━━ Supplied records ━━
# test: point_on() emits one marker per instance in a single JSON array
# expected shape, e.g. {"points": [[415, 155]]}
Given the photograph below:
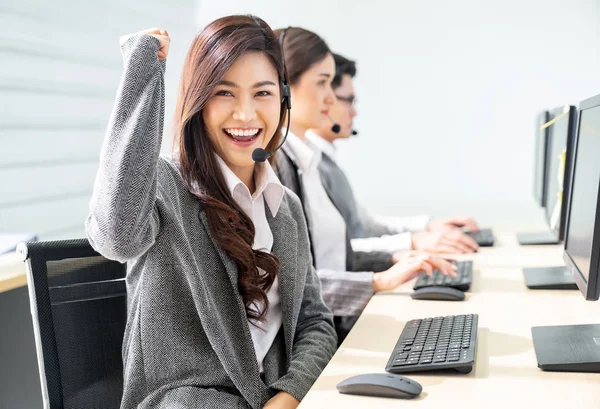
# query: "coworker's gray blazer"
{"points": [[360, 223], [187, 342]]}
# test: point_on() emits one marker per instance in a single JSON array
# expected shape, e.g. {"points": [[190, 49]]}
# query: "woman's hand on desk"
{"points": [[282, 400], [448, 241], [410, 266]]}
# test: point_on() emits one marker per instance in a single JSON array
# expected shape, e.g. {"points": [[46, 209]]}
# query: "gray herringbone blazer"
{"points": [[187, 342]]}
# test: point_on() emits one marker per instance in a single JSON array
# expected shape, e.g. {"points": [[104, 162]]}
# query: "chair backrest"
{"points": [[79, 308]]}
━━━
Copy out the lines above word for word, leaving out the pictures.

# test: point_on() emits one marker per instance in a single JSON array
# expected shape, e.g. {"points": [[415, 155]]}
Given the photograph below:
# query: "coworker's gray blazer"
{"points": [[360, 223], [187, 342]]}
# test: point_on() emits one marker per instance in a single JSON array
# expected shape, e.g. {"points": [[190, 49]]}
# query: "woman's hand on desk"
{"points": [[282, 400], [448, 241], [410, 266]]}
# test: point_on() emits one marker per instance in a single JSON array
# expected shape, e.g. {"points": [[46, 209]]}
# query: "gray herringbone blazer"
{"points": [[187, 342]]}
# test: point_on() emits one marker per instance in a single JSON array
# expected shape, e.g. {"points": [[104, 162]]}
# query: "chair backrest"
{"points": [[79, 308]]}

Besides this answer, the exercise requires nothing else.